* Problem to solve: Please copy everything from the start of the records down to the line containing "[10,28,521,368]", with the requests included, and shift every bounding box coordinate in the answers by -22.

[Box annotations for photos]
* * *
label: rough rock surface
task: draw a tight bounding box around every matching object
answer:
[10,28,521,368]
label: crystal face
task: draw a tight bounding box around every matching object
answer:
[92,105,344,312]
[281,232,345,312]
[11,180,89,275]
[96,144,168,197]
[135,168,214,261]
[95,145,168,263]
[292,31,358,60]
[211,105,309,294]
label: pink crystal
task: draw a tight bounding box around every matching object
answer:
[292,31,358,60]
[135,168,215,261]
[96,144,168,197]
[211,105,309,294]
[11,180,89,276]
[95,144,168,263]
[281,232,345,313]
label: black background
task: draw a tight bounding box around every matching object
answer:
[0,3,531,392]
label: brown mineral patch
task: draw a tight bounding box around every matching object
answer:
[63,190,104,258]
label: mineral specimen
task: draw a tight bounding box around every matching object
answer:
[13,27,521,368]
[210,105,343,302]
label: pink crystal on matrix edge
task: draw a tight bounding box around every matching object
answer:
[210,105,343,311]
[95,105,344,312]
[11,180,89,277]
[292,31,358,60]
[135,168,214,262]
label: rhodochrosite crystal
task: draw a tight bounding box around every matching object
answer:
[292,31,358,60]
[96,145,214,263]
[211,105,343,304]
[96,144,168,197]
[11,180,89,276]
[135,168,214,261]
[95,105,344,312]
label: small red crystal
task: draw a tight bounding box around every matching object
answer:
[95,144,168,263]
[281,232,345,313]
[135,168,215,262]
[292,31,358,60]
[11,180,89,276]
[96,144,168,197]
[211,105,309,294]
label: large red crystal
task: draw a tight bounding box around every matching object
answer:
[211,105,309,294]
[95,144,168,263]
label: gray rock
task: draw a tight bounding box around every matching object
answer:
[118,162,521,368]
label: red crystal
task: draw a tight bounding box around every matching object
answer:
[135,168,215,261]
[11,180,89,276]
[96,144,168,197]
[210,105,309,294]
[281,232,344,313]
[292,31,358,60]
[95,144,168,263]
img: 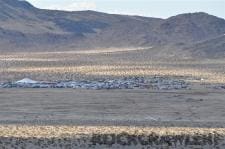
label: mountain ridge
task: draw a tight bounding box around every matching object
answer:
[0,0,225,56]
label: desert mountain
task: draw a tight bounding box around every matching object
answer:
[0,0,225,56]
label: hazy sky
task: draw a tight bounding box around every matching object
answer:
[27,0,225,18]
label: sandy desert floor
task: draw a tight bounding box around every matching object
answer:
[0,88,225,127]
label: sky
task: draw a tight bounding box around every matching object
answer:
[27,0,225,19]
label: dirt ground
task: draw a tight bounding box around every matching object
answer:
[0,89,225,127]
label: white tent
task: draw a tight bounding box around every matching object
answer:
[16,78,38,84]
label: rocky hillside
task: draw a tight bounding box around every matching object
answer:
[0,0,225,56]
* * *
* Exercise answer:
label: rough rock surface
task: draw a tight bounding box around every matching object
answer:
[-12,6,499,346]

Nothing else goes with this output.